(WHAT TO PRODUCE):
Which lines in the material below contain the string "auction"? Copy each of them, treating case as significant.

(MATERIAL PROVIDED):
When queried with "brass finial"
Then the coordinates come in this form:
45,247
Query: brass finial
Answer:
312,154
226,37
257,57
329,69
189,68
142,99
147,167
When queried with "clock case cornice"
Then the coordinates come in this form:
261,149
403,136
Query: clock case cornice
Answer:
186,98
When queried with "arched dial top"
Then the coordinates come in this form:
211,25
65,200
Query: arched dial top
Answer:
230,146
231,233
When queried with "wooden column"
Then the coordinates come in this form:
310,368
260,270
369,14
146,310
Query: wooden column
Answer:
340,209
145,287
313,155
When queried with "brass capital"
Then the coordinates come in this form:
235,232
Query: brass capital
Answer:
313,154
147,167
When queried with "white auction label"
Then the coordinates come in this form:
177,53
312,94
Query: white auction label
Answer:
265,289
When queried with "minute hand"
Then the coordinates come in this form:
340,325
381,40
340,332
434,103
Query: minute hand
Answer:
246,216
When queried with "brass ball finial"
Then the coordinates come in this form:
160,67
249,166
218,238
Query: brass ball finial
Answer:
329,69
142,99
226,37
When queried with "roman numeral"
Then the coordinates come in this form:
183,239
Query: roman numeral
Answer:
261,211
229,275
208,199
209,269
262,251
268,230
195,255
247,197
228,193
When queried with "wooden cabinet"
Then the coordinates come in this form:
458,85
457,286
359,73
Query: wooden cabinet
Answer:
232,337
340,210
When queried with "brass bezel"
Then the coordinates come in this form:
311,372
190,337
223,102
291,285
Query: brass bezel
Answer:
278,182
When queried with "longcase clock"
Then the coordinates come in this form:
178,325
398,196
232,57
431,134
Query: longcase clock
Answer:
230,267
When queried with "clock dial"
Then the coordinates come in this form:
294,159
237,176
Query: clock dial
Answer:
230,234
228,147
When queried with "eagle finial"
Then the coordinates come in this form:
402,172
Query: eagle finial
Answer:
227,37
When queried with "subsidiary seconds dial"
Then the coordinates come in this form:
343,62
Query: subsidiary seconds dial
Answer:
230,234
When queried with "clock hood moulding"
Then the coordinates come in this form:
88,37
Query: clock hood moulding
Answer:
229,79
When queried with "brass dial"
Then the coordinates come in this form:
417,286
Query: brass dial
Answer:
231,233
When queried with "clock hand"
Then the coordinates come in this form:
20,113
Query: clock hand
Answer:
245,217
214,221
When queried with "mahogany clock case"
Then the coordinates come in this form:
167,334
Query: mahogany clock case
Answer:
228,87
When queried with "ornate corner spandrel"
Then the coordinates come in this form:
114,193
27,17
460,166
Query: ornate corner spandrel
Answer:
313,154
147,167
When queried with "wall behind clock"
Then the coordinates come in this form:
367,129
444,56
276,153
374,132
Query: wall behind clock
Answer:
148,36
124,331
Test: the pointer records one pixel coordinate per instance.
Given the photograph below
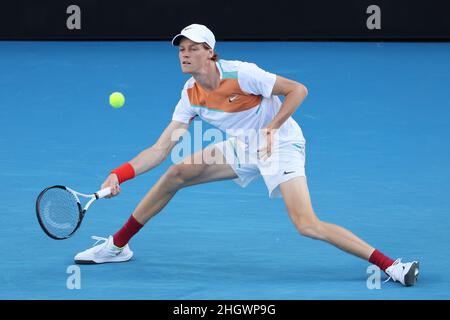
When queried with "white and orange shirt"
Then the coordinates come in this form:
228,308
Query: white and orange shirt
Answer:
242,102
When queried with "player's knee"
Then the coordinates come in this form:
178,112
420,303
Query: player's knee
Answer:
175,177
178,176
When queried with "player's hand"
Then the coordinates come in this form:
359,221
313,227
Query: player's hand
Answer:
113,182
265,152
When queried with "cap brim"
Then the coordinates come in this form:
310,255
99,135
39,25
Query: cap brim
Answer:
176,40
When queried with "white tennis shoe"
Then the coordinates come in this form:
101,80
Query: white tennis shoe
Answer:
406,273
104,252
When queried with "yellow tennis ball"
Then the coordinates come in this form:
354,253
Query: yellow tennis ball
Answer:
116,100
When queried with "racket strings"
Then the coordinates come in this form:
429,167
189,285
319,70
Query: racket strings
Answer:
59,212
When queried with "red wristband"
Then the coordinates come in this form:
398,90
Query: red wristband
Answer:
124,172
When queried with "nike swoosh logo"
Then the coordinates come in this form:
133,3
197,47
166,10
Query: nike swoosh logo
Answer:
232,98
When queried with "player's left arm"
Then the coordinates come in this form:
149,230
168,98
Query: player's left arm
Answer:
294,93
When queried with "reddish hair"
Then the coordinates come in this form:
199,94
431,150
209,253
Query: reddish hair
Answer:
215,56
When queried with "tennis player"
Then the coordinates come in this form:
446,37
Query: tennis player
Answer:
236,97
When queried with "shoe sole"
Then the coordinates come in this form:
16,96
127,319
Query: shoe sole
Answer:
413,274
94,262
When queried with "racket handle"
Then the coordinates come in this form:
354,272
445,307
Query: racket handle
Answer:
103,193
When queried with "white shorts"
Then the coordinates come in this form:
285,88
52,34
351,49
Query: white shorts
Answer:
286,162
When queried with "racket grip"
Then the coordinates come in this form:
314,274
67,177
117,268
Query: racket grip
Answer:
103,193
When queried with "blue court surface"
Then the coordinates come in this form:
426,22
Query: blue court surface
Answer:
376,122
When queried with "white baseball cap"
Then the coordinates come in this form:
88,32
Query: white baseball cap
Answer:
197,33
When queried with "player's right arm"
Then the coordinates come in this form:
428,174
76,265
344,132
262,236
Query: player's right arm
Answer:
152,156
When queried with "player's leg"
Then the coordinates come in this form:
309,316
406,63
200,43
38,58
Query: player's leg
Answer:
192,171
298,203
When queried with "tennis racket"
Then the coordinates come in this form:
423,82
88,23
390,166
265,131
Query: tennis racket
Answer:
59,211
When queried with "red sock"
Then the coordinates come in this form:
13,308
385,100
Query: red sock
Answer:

==

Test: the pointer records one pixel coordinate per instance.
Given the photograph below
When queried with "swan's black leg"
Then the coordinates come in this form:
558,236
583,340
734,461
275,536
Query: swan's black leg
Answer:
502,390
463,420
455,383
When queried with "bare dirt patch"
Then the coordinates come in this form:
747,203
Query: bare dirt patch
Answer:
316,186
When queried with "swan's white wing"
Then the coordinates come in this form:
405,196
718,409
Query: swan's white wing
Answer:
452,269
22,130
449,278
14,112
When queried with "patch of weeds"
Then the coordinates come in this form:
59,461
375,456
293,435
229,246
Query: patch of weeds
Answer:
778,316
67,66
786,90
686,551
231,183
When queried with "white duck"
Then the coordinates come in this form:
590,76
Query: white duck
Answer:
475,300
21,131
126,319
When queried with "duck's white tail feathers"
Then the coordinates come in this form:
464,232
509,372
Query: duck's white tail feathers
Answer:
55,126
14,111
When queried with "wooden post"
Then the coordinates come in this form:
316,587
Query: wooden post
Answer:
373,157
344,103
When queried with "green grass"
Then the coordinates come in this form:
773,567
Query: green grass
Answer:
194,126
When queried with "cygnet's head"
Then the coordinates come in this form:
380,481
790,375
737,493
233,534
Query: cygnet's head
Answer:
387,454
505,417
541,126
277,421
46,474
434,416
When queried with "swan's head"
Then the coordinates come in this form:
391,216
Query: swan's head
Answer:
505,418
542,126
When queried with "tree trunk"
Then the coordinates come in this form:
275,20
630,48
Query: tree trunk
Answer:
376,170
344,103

---

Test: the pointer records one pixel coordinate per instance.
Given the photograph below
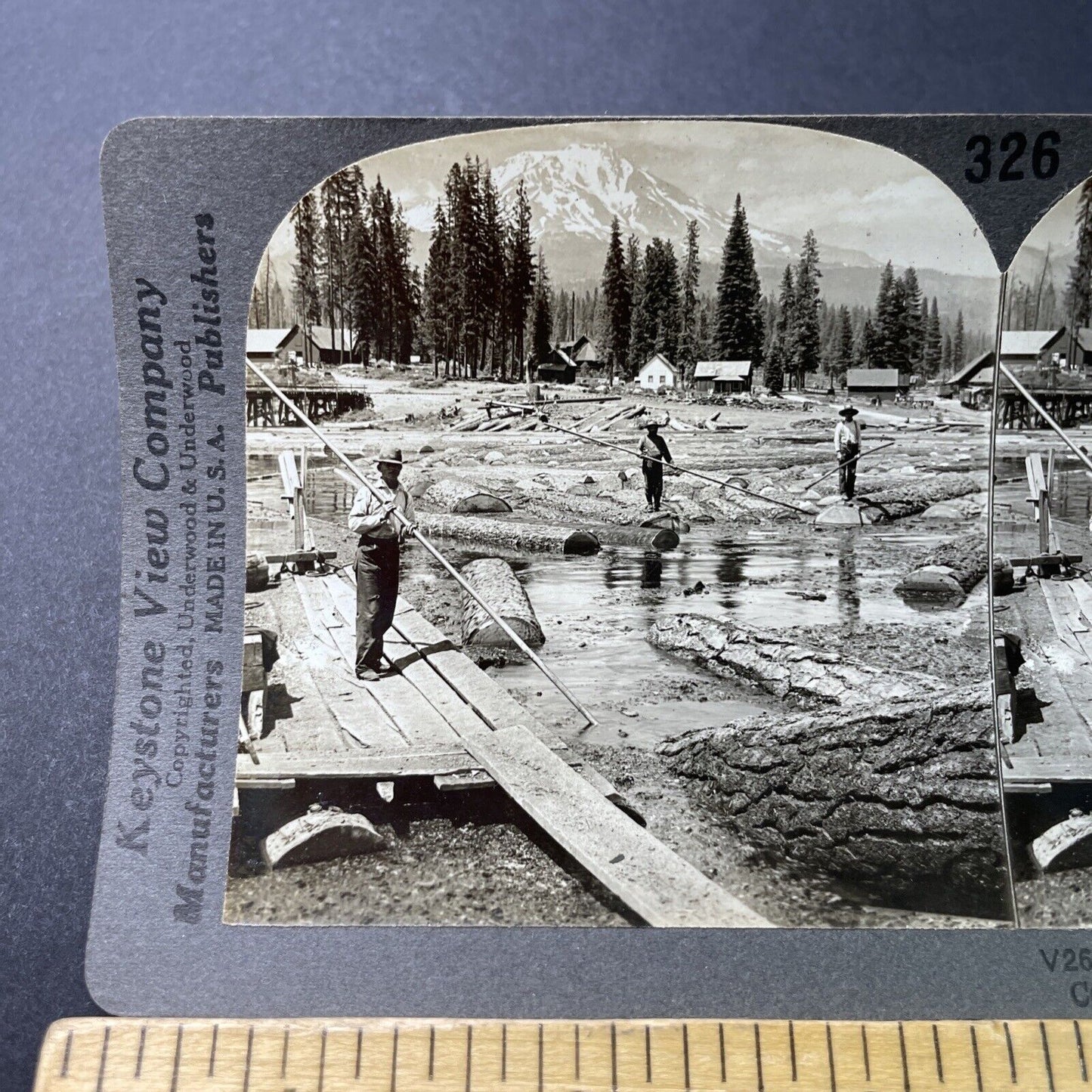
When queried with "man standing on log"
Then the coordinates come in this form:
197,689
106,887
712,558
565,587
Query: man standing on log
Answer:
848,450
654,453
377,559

(SOLUTION):
When queried with "white auction label"
Query: white auction label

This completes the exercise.